Challenge 1: Reproduce verbatim the lines of the records that begin with the line containing "Find the white car" and run through the end of the records. Omit the pictures.

* begin Extract provided *

We got on the lake, and I threw one cast with a Chatterbait, then switched to a Senko. Just followed my fish sense, sure that no bass was going to chase it down. Brenden persistently threw a jig with a spinner blade underneath--like a Roadrunner but bigger--so we had an idea about how the bass were reacting to flash and fury. Nothing ever hit that lure. Brenden caught his bass on a little Z-Man paddletail. Also a sunfish.

"I was hoping the water would be down to 72," I told Brenden. That's my magic mark for the initiation of fall bass fishing. (When Round Valley surface temp falls to 70, you can catch rainbow trout from shore.)  

It seemed to take forever to hook up. I had long since switched out my Senko for the blue Chompers on an inset hook to better deal with the weeds. Finally I caught the little 12-inch bass photographed below. On another spot, I caught the pickerel and another bass the same size. I worked the worm about six to 12 feet down. 

We had marked some good-sized fish about that deep off the weedline by five or six yards, so we gave trolling diving plugs a good try but to no success. We also saw a salmon leap three feet out of the water. Brenden got the better sighting and said it was 20 inches long or better. Why did that happen? I have no idea. Seventy-four degree water.

* end Extract provided *

Challenge 2: Continue the account of the bass-fishing outing from the point where it stops.

* begin Records supplied *

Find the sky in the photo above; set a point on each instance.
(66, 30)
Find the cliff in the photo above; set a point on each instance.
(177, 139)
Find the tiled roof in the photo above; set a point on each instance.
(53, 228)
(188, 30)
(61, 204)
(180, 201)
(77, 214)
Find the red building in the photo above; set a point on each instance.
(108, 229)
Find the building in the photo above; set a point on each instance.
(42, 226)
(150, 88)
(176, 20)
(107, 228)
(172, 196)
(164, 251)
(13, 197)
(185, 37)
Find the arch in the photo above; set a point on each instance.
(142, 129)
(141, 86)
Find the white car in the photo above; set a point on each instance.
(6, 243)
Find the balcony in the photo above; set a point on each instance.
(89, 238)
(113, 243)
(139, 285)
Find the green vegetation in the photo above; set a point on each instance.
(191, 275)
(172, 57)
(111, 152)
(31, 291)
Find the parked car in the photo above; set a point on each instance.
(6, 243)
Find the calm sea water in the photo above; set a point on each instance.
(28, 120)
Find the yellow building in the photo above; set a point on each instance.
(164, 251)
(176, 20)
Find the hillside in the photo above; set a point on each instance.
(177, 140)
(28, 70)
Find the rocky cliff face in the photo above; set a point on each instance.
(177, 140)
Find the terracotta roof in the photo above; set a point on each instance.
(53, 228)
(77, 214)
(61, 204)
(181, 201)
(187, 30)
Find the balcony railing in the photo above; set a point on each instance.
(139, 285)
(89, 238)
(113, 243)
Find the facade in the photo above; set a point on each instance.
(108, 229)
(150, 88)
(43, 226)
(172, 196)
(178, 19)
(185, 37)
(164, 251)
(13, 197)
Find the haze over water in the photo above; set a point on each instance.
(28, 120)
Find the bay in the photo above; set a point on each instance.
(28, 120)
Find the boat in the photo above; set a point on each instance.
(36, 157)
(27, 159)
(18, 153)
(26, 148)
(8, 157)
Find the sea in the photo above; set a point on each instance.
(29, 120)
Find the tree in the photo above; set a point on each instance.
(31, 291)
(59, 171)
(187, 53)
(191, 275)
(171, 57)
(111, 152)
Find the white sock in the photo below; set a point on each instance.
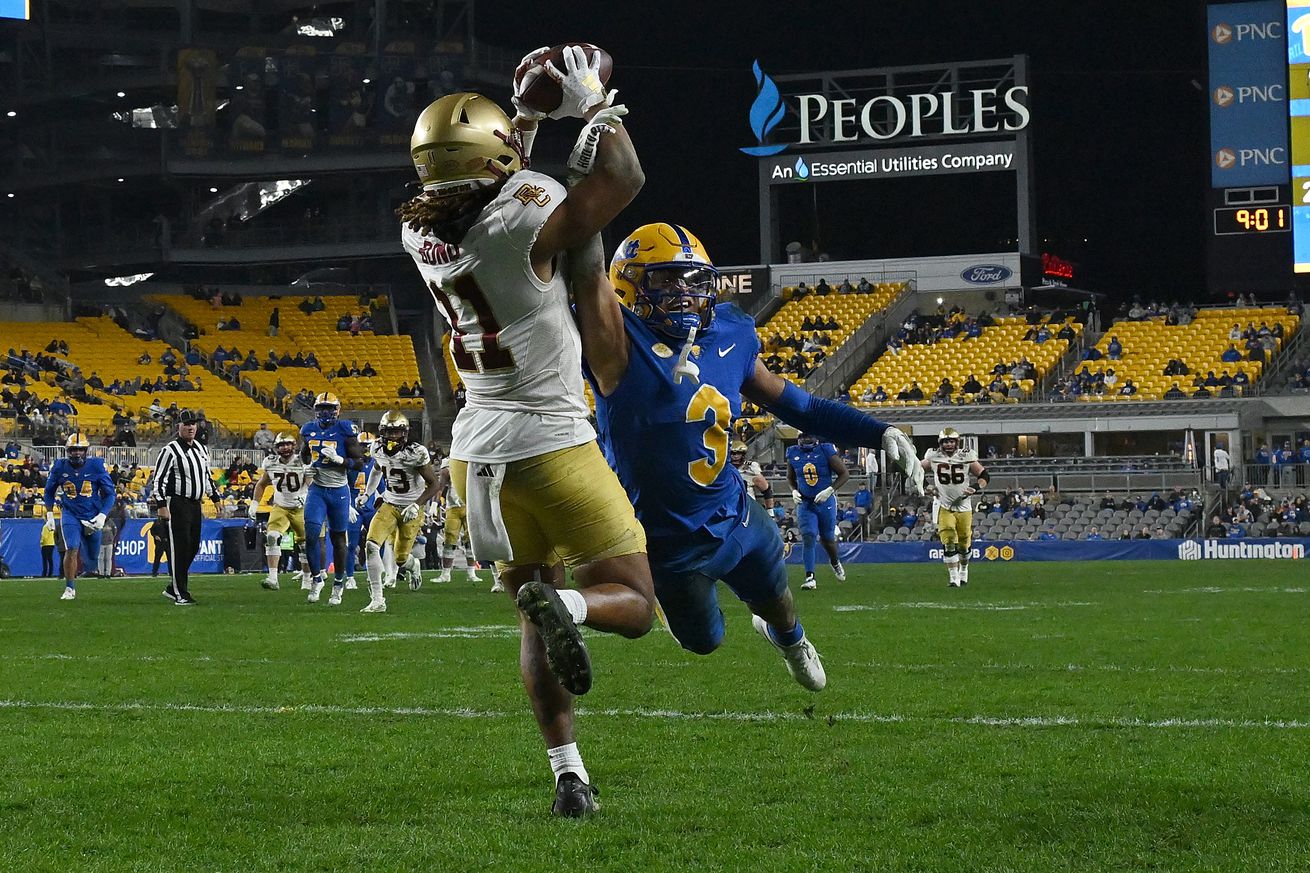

* end Records supplied *

Task output 1:
Find the white car in the photo above; set a point on each instance.
(6, 243)
Find the balcony in the photo above; set a point on each instance.
(89, 238)
(113, 243)
(139, 285)
Find the green vegetation in the photo above; set a point on each instance.
(191, 275)
(172, 57)
(111, 152)
(31, 291)
Find the parked car in the photo above; set a point on each instance.
(6, 243)
Find the calm sea water in the photo above; set a point on each instance.
(28, 120)
Find the yellow building in the photo above; set a point on each instance.
(164, 251)
(176, 20)
Find the hillside in the photo above; set a point on each instance.
(177, 140)
(28, 70)
Find the rocky cliff face in the photo above; set a point on each instance.
(177, 140)
Find the terracotta roof in the photo above; set a point on each instance.
(53, 228)
(77, 214)
(61, 204)
(181, 201)
(187, 30)
Find the balcony railing in the photo above; set a point on each instance.
(139, 285)
(89, 238)
(113, 243)
Find the facade in the photo above; set a point on each instance.
(108, 229)
(150, 88)
(43, 226)
(172, 196)
(178, 19)
(185, 37)
(164, 251)
(13, 197)
Find the haze over water in the photo above; set a point on each instance.
(28, 120)
Find the bay in the photo above; set a point on each instance.
(28, 120)
Find the boat in the photo above; set a point on each instance.
(36, 157)
(27, 159)
(18, 153)
(26, 148)
(8, 157)
Find the sea in the photo above; set a point on each instance.
(29, 120)
Find the tree in the photo above; set a point on each instance.
(31, 291)
(59, 171)
(187, 53)
(191, 275)
(171, 57)
(111, 152)
Find the white sock in the photo below; set a point on each instance.

Task output 2:
I tried trolling the Phoebe. Between spots. 

The sun would set within a half hour, and so we pulled up on weedbeds that sloped off into deep water and in places dropped off, where my son, Matt, and I have caught many bass at sundown. My first cast got right next to weed at the surface, when a second later I saw the line move. I tightened up to set the hook, but the bass was diving into deep water so fast it had moved about 12 feet before I knew the hook was secure. It went airborne and impressed both of us as a five pounder, but it proved to be less than three pounds at 17 inches. 

We kept trying. The lake seemed almost as dead as December. Brenden later told me that when he went to collect the last of our belongings, he saw fog rising off the lake. Temps had plunged into the 50's.